## Text section:
────────────────────────────────────────
Federal government axes dementia supplement

July 2, 2014 | Aged Care Management

The federal government has recently announced a decision to cut funding for the Dementia and Severe Behaviours Supplement, following a significant change of the budget originally set forth. 

The supplement was originally designed as a way to help providers with the cost of expensive dementia care, by paying them $16 per day. The Department of Social Services has announced that the four-year budget of $52 million was used in less than 12 months.

Following the announcement, industry bodies expressed their criticism of the decision.

Adjunct Professor John G Kelly AM of Aged & Community Services Australia announced that the "knee-jerk reaction" ignores the present reality of older Australians.

"There is a substantial body of residents in aged care with significant dementia-related behaviours," Professor Kelly said.

"The withdrawal of funding ignores the problems faced by providers and their staff. Services that were funded to help these residents are now in jeopardy, much to the despair of staff and families."
────────────────────────────────────────
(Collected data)
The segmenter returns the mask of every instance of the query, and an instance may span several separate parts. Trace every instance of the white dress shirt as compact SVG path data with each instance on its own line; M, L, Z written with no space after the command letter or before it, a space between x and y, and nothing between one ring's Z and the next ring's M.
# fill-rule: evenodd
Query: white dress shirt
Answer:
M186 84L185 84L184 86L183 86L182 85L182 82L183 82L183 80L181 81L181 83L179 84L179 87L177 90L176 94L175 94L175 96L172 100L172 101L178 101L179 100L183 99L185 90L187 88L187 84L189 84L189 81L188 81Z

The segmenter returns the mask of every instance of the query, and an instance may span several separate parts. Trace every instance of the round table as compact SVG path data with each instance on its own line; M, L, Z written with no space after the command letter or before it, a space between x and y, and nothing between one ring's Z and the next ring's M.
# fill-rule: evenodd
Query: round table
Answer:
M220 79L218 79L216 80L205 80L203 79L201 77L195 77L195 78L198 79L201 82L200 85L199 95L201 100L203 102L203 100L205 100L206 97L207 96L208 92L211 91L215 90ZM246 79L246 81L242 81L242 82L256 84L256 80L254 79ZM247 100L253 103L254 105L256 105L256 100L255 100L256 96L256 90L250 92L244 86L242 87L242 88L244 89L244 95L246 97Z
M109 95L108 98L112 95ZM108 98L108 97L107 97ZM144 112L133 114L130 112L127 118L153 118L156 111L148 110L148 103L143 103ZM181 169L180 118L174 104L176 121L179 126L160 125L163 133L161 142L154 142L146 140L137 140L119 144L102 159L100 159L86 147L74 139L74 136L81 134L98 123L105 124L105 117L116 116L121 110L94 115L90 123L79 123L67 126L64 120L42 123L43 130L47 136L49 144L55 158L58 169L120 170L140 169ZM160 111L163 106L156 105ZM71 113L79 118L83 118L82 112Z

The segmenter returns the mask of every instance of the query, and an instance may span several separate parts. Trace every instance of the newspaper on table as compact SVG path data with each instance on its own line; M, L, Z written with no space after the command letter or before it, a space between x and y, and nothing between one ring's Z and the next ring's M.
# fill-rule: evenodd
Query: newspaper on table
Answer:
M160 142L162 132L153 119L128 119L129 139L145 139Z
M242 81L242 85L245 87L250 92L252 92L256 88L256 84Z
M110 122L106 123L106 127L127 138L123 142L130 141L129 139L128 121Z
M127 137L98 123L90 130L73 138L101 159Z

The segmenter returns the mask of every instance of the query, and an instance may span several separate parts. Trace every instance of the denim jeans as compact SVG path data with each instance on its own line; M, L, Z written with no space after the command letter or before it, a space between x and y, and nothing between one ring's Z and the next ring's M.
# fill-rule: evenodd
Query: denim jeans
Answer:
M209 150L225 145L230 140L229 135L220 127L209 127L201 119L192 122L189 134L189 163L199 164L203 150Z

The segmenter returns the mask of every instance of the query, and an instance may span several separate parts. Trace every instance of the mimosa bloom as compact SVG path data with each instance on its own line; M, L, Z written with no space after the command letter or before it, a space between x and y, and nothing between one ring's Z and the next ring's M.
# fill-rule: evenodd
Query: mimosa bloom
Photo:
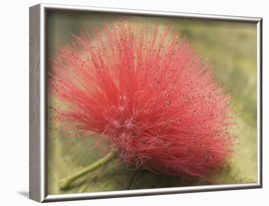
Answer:
M231 152L231 111L212 67L171 27L131 22L83 30L59 50L49 92L66 130L106 135L125 162L207 176Z

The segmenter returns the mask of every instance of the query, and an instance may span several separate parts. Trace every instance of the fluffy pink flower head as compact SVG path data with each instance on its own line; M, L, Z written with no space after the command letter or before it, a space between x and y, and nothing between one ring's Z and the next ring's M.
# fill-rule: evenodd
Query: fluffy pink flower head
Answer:
M210 65L171 27L131 22L84 30L52 61L65 129L105 135L126 162L207 176L231 152L230 111Z

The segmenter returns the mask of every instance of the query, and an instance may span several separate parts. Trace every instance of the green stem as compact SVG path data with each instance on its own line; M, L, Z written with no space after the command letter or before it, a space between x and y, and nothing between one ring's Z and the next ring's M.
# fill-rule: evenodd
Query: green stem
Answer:
M60 188L62 189L66 189L69 187L71 183L77 179L86 175L88 173L100 167L103 164L109 162L114 157L115 150L112 149L109 153L103 158L99 159L92 164L87 166L80 171L76 172L75 174L63 179L60 181Z

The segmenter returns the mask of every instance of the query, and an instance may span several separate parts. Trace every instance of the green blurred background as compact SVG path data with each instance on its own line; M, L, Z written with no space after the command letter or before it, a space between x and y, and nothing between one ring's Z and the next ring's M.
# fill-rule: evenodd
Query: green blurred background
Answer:
M132 19L137 23L172 24L181 31L198 52L208 57L215 75L232 100L236 123L231 132L238 137L235 153L229 165L211 176L212 181L155 175L142 169L129 170L114 159L101 169L60 190L59 181L103 157L101 149L92 151L97 137L67 137L67 132L48 129L48 179L49 194L144 189L257 182L257 43L256 24L170 18L126 17L104 14L49 12L47 16L48 56L71 40L85 27L90 32L112 19ZM48 106L56 100L48 96Z

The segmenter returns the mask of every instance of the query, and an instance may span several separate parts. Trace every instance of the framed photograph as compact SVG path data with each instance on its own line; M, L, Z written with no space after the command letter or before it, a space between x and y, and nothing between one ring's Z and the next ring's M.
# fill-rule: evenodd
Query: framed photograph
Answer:
M261 18L30 8L30 198L262 187Z

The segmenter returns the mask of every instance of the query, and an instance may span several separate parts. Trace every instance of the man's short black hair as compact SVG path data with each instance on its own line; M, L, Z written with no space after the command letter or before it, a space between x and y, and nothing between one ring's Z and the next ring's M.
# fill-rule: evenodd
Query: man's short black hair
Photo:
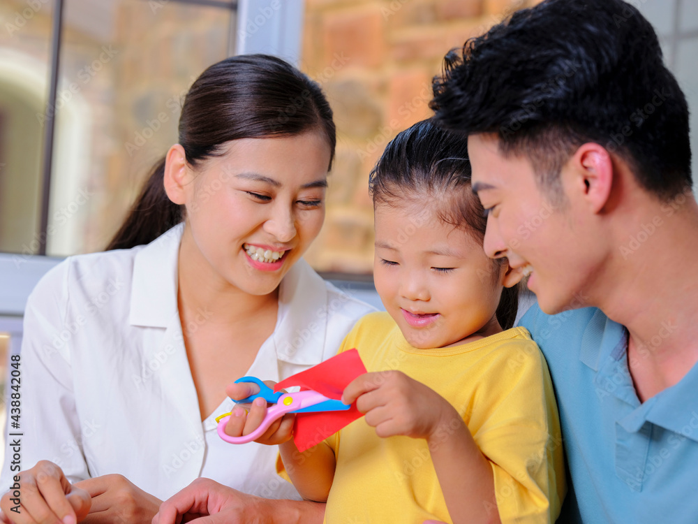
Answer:
M688 106L651 24L621 0L547 0L445 59L431 108L445 126L494 133L558 193L579 145L617 153L662 198L690 188Z

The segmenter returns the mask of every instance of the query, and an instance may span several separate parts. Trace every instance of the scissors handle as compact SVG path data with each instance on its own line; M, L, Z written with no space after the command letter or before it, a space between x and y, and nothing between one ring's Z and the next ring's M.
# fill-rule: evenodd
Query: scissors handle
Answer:
M287 413L302 409L304 407L313 406L315 404L330 400L332 399L321 395L317 391L298 391L297 393L284 393L274 406L267 409L267 414L260 426L249 435L242 437L230 437L225 434L225 424L230 415L221 419L218 425L218 436L230 444L246 444L251 442L264 435L272 423L277 419L281 419Z

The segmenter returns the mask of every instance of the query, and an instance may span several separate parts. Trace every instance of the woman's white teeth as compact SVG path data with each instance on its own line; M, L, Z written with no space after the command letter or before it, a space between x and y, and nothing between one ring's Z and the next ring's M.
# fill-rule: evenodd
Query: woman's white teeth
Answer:
M252 260L261 261L262 262L266 262L267 263L275 262L279 260L283 256L284 253L283 251L263 249L261 247L251 246L249 244L245 244L243 247L245 248L245 251Z

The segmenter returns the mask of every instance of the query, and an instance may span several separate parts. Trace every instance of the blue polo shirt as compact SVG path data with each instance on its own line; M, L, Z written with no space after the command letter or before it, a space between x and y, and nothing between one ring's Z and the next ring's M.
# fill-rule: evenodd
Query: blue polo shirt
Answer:
M628 332L600 310L547 315L535 304L520 324L545 355L560 409L570 479L558 522L698 523L698 365L641 403Z

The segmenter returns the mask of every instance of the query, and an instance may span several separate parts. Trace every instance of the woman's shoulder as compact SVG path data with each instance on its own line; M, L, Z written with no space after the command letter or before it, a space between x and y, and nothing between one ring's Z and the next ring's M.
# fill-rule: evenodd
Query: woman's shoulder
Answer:
M144 246L131 249L116 249L67 257L46 272L37 283L32 294L49 291L64 291L75 284L89 286L104 279L114 281L133 272L136 254Z

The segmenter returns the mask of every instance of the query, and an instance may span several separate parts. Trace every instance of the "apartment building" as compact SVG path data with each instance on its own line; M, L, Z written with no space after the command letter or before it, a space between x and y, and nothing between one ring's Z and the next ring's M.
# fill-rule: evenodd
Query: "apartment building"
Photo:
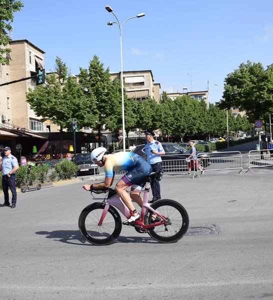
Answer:
M169 92L167 93L167 96L169 98L174 100L179 96L184 95L190 96L192 99L196 100L204 100L206 104L206 107L208 108L208 90L200 90L197 92L180 92L178 91L176 92Z
M0 66L0 84L35 75L38 68L44 68L45 52L27 40L10 40L6 54L8 62ZM1 124L7 128L24 128L36 132L57 131L58 126L40 122L26 101L28 88L34 88L36 79L30 79L0 87Z
M121 72L110 72L110 79L118 78L120 80ZM150 96L158 102L160 98L160 84L154 82L150 70L125 71L123 72L124 88L128 98L136 100L146 99Z
M242 116L246 114L244 110L244 112L240 112L239 109L236 108L231 107L230 110L232 111L232 114L234 116L237 116L238 114L240 114L241 116Z

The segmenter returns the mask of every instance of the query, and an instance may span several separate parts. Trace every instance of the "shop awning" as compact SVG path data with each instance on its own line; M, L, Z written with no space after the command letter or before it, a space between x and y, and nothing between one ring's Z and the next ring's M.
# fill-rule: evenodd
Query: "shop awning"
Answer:
M18 136L17 134L14 134L9 132L4 131L4 130L0 130L0 136L13 136L16 138Z

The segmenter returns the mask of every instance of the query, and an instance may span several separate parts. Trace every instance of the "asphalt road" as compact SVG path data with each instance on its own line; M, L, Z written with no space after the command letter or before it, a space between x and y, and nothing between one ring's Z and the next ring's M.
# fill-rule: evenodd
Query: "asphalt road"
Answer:
M237 172L164 175L162 198L200 228L172 244L128 226L110 246L84 242L86 182L18 194L0 208L0 300L272 299L273 170Z

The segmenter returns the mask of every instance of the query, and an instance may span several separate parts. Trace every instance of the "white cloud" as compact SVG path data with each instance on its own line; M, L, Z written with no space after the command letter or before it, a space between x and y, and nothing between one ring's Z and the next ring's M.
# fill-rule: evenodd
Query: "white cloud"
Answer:
M266 27L264 28L266 32L258 36L256 36L256 38L258 40L261 42L268 42L273 40L273 28Z

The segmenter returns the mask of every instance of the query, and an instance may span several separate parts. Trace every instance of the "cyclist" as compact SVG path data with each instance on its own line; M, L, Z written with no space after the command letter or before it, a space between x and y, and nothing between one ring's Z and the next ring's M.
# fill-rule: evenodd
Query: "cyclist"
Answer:
M123 224L130 225L132 222L139 220L140 214L134 208L131 198L142 207L142 199L140 196L140 192L132 193L130 196L126 190L131 186L132 191L141 190L146 182L146 176L152 172L150 164L132 152L122 152L109 154L107 149L104 147L94 149L91 152L91 160L98 166L104 166L104 181L99 184L85 184L82 188L86 190L110 188L113 183L115 171L128 171L118 180L115 190L130 211L130 218L123 222Z
M188 175L190 175L190 171L192 169L194 169L194 167L196 169L196 168L198 170L201 171L201 175L204 174L204 170L199 166L197 162L197 159L196 158L196 149L194 147L193 142L190 142L189 143L190 150L190 155L188 158L188 160L190 160L190 162L188 163Z

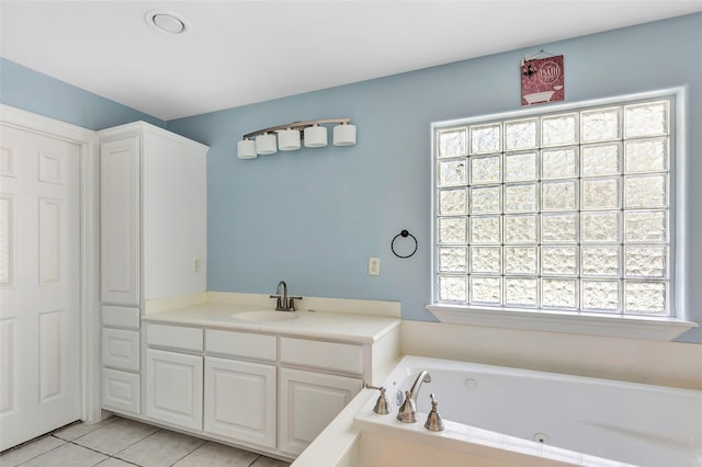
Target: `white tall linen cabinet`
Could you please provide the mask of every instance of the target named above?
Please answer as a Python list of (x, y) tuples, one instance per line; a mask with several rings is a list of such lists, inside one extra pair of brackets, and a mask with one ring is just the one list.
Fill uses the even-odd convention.
[(139, 415), (146, 301), (206, 289), (208, 147), (144, 122), (98, 135), (102, 408)]

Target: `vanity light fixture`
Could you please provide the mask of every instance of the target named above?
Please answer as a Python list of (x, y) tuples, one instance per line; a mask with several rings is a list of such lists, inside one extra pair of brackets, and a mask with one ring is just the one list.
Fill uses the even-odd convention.
[(328, 145), (327, 127), (324, 125), (335, 125), (335, 146), (355, 145), (355, 125), (351, 124), (351, 118), (310, 119), (246, 134), (237, 143), (237, 156), (239, 159), (253, 159), (258, 156), (273, 155), (279, 150), (294, 151), (301, 148), (302, 139), (305, 140), (306, 148), (322, 148)]

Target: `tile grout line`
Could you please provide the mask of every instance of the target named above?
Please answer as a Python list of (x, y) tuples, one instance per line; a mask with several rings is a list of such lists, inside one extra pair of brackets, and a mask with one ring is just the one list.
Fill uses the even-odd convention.
[[(197, 438), (196, 436), (191, 436), (191, 435), (186, 435), (193, 438)], [(190, 453), (185, 454), (183, 457), (181, 457), (180, 459), (176, 460), (173, 464), (171, 464), (171, 467), (174, 466), (176, 464), (178, 464), (179, 462), (183, 460), (185, 457), (190, 456), (192, 453), (194, 453), (195, 451), (200, 449), (202, 446), (204, 446), (205, 444), (207, 444), (207, 441), (202, 440), (202, 444), (199, 444), (197, 446), (195, 446)]]

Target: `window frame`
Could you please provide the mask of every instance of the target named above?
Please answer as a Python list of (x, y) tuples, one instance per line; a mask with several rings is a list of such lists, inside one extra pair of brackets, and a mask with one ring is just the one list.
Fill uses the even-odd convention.
[[(427, 309), (440, 321), (473, 326), (488, 326), (510, 329), (528, 329), (557, 332), (575, 332), (608, 337), (625, 337), (670, 341), (698, 323), (686, 320), (686, 217), (687, 201), (684, 197), (686, 151), (684, 144), (684, 88), (671, 88), (653, 92), (619, 95), (605, 99), (595, 99), (567, 104), (550, 104), (547, 106), (520, 109), (518, 111), (498, 114), (478, 115), (453, 121), (437, 122), (431, 125), (431, 303)], [(553, 310), (545, 308), (508, 308), (485, 307), (472, 304), (446, 304), (437, 299), (439, 288), (438, 257), (438, 148), (437, 135), (443, 129), (456, 126), (487, 125), (492, 122), (528, 119), (534, 116), (548, 116), (567, 112), (577, 112), (607, 107), (611, 105), (626, 105), (653, 100), (669, 99), (669, 206), (668, 235), (670, 246), (669, 278), (669, 316), (645, 315), (607, 315), (601, 312), (585, 312)], [(469, 132), (466, 145), (469, 147)], [(578, 141), (578, 147), (581, 145)], [(503, 151), (503, 149), (501, 149)], [(500, 151), (500, 152), (501, 152)], [(469, 149), (466, 148), (466, 155)], [(471, 160), (466, 156), (466, 160)], [(539, 178), (541, 180), (541, 176)], [(580, 183), (580, 176), (576, 179)], [(622, 179), (623, 180), (623, 179)], [(503, 182), (502, 182), (503, 183)], [(469, 187), (469, 181), (466, 181)], [(579, 208), (576, 209), (579, 212)], [(621, 243), (620, 243), (621, 244)], [(540, 242), (541, 246), (541, 242)], [(468, 241), (467, 248), (471, 247)], [(623, 267), (623, 264), (621, 265)], [(578, 281), (580, 278), (578, 277)]]

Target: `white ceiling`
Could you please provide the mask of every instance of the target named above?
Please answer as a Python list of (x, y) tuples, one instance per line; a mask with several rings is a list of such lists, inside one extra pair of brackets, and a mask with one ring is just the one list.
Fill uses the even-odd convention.
[[(191, 27), (155, 31), (151, 10)], [(169, 121), (697, 11), (702, 1), (1, 0), (0, 54)]]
────────────────────────────────────────
Continue the news article on the federal government's cut to the dementia supplement, starting after its last sentence.

## Result of this task:
He went on to explain how people with severe behavioural and psychological symptoms of dementia require a high level of care, and the essential nature of funding. Facilities with the supplement in place were able to recruit specialist staff able to provide a high level of care.

Funding climbed substantially after the establishment of the supplement, and was estimated that 15 per cent of all residents ended up claiming the service, when it was designed for one per cent.

HammondCare CEO Dr Stephen Judd explained to Australian Ageing Agenda that it was unsurprising the supplement was terminated.

"Its cessation had to happen, there is still a place to have a supplement but it has to be focused and targeted to that small group with severe behaviours requiring specialist dementia care." he said.

With the cut in funding, it's going to remain crucial for providers to develop strong financial strategies.